§ Text passage

::::

- Born: April 29, 1934 Jersey City, New Jersey, U.S.
- Died: June 4, 2018 (aged 84) Metuchen, New Jersey, U.S.
- Genres: Jazz
- Occupation: Musician
- Instrument: Double bass
- Years active: 1958–2002

= Norman Edge =

American jazz musician (1934–2020)

Norman Edge (April 29, 1934 – June 4, 2018) was an American jazz musician who played the double bass.

==Life and work==
Edge played in a military band during his military service and then served for several years in the National Guard. During this time, he played with the pianist Morris Nanton, with whom he recorded the album Flower Drum Song (Warner Bros., with Osie Johnson) in 1958 and worked together regularly over the next 50 years, producing several albums, such as Preface (1964), Something We've Got (1965) and Soul Fingers (1966). He is also on albums by Gene Ammons (Bad! Bossa Nova, 1962), The Manhattan Brass Choir (ABC-Paramount, 1967, with Clark Terry and Urbie Green) and in albums with Sandy Sasso and Nelson Riddle. Edge taught in public schools in Edison, New Jersey and gave private lessons, along with playing in orchestras and jazz bands. In the field of jazz, he was involved in eleven recording sessions between 1958 and 2002. Edge last lived in Metuchen, New Jersey.

::::

§ Data excerpt
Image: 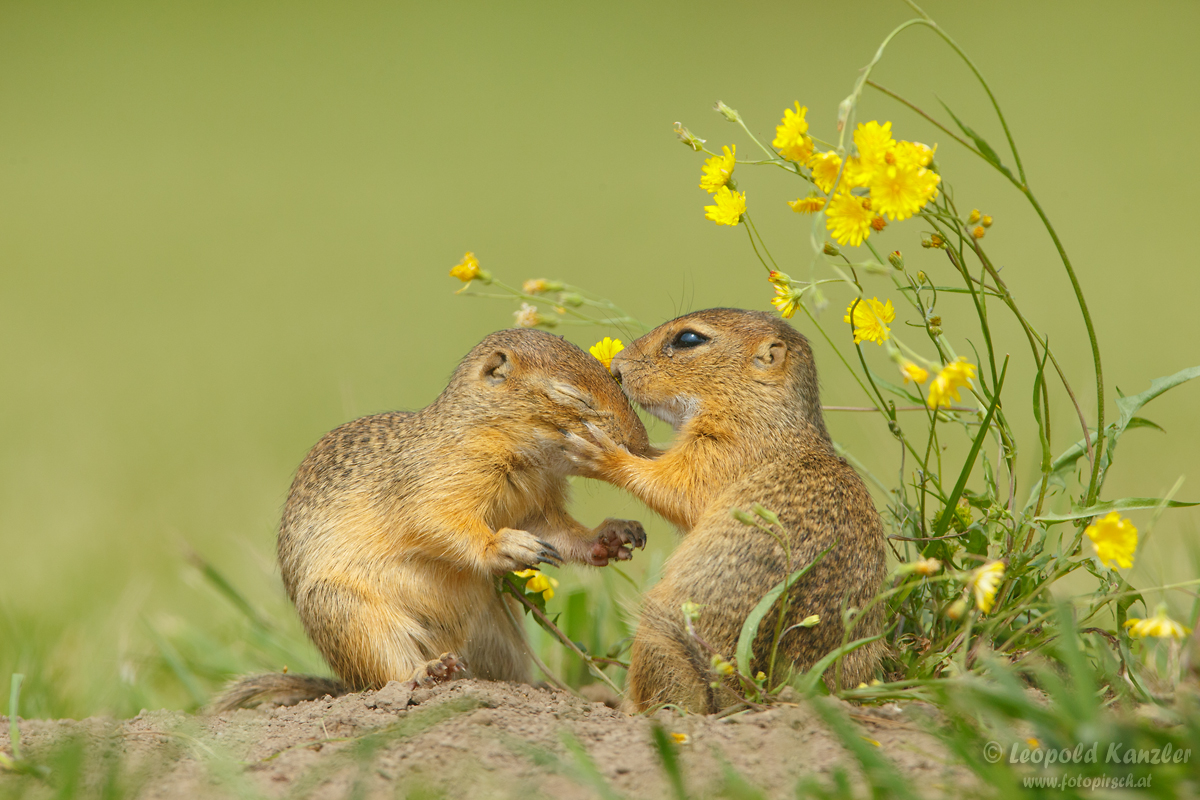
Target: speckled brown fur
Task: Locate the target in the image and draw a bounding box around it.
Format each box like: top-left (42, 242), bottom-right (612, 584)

::::

§ Assigned task 1
In the Norman Edge article, where did Edge teach in public schools?
§ Assigned task 2
Quote the Norman Edge article word for word from "- Died: June" to "the double bass.".
The listing has nothing to do with the Norman Edge article.

§ Response 1
In Edison, New Jersey.

§ Response 2
- Died: June 4, 2018 (aged 84) Metuchen, New Jersey, U.S.
- Genres: Jazz
- Occupation: Musician
- Instrument: Double bass
- Years active: 1958–2002

= Norman Edge =

American jazz musician (1934–2020)

Norman Edge (April 29, 1934 – June 4, 2018) was an American jazz musician who played the double bass.